*Entries shown*
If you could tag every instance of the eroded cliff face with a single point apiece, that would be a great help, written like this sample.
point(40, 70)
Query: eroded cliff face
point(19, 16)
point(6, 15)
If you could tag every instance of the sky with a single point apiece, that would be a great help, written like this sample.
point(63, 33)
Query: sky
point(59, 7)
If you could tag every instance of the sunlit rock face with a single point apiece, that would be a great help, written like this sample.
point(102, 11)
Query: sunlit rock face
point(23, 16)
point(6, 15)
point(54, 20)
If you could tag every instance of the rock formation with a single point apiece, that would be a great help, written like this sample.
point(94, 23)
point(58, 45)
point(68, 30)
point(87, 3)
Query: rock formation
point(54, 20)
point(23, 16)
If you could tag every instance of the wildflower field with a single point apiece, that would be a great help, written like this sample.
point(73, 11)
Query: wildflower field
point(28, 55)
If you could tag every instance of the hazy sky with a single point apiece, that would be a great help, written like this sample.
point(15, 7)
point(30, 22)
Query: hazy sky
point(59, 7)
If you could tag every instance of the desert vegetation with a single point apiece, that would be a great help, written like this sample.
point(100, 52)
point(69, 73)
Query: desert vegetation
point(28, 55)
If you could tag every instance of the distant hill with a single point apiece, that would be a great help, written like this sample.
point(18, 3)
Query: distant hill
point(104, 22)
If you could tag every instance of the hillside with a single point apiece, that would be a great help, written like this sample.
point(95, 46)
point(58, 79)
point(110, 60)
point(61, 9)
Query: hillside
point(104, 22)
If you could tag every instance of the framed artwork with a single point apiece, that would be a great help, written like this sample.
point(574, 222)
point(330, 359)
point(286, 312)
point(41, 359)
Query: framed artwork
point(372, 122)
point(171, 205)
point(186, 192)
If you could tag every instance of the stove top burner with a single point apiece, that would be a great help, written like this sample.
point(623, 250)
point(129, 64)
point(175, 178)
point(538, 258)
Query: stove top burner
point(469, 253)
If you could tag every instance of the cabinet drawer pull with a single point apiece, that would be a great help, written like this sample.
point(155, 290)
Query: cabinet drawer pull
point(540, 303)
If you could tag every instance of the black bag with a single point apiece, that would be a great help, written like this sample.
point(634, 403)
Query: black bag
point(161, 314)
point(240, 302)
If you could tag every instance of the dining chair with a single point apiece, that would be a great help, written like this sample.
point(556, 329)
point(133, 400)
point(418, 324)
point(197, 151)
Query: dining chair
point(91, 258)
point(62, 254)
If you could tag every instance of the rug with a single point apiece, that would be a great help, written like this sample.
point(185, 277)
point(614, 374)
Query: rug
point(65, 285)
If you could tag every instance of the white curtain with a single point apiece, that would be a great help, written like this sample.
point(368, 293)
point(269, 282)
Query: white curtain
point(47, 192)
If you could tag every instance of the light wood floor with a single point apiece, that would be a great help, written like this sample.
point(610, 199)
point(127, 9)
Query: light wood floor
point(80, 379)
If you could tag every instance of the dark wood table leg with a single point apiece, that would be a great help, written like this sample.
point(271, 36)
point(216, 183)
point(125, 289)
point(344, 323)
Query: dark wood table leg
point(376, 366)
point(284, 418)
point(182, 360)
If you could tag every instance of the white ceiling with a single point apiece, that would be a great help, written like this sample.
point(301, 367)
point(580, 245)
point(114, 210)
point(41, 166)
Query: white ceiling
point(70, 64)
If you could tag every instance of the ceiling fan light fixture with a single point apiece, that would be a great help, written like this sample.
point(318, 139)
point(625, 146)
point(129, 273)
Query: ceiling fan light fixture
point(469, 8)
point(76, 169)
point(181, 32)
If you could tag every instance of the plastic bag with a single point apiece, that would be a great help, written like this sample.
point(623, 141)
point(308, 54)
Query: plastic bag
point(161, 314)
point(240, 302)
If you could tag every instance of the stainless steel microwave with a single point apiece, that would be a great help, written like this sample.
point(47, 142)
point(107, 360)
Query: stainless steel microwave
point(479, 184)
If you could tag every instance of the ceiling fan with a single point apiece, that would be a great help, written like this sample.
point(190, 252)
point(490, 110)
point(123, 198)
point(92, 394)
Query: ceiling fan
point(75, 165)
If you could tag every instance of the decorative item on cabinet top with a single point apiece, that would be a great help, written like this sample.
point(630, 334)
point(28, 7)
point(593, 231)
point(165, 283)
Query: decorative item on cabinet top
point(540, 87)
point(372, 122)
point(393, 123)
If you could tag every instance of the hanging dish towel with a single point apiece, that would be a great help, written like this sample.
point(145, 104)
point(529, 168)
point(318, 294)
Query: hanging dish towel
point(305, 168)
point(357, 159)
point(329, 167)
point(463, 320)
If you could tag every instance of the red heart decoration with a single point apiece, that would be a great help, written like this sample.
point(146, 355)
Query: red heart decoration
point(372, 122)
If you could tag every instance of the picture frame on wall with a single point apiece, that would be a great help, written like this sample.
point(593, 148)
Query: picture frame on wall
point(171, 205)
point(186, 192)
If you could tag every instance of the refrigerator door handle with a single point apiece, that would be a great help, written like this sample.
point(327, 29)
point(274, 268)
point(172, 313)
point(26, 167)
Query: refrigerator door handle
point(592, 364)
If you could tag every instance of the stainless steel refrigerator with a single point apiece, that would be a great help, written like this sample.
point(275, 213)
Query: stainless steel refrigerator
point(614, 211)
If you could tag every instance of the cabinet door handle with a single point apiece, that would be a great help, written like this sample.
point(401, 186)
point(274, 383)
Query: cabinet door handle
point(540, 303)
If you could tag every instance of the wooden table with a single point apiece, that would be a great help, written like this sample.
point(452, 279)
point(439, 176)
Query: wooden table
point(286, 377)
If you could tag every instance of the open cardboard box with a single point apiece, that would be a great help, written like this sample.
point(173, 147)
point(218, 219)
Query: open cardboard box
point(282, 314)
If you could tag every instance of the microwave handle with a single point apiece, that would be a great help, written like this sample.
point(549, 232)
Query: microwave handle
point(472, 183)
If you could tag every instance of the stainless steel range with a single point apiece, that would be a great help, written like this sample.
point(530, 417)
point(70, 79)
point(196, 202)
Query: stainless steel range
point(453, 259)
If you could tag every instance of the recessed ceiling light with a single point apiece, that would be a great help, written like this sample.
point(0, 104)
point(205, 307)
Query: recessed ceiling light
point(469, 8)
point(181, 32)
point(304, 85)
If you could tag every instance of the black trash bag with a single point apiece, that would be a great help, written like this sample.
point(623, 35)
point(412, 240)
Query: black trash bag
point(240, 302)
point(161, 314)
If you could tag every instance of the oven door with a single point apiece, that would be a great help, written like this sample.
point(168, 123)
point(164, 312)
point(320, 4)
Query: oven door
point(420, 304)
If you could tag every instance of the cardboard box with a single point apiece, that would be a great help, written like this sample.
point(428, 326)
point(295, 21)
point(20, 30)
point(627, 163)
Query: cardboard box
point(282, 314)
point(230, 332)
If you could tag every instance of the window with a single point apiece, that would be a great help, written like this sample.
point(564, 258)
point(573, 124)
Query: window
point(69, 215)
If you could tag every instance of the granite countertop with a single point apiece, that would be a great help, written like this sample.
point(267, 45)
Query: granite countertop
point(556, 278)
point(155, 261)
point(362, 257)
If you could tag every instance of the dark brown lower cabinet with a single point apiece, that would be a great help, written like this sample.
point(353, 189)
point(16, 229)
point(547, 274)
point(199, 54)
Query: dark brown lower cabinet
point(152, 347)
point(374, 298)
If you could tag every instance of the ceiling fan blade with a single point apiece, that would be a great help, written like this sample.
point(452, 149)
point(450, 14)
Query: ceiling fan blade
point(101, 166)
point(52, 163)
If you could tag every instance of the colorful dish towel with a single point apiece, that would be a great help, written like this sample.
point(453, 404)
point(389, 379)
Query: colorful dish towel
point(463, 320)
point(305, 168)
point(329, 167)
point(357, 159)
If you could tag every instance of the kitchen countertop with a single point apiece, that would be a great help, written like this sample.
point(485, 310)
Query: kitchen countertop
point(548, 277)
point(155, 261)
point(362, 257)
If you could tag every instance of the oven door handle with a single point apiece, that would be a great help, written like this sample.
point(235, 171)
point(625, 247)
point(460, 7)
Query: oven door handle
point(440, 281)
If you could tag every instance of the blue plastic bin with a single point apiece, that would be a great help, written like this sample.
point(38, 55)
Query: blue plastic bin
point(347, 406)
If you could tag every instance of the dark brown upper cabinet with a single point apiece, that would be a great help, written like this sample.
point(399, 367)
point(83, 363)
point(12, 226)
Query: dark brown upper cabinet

*Work to do*
Could you update the part of the records that opens with the line containing "If you could tag every instance of the ceiling fan light" and closes with the line containing "point(479, 184)", both lines included, so that "plastic bag" becomes "paper bag" and nothing else changes? Return only those lines.

*Solved problem*
If you could tag every instance of the ceiling fan light fixture with a single point apiece, that would be a great help, written like this sample.
point(318, 139)
point(625, 146)
point(129, 273)
Query: ceiling fan light fixture
point(469, 8)
point(76, 169)
point(181, 32)
If you could tag every instance of the paper bag with a single point apiece, that would be a great help, written like this sample.
point(623, 141)
point(308, 54)
Query: paper bag
point(161, 314)
point(240, 302)
If you could tag every instance of the stainless steel microwave with a single point apiece, that would be a great help, written like this sample.
point(47, 142)
point(107, 360)
Query: stainless steel microwave
point(479, 184)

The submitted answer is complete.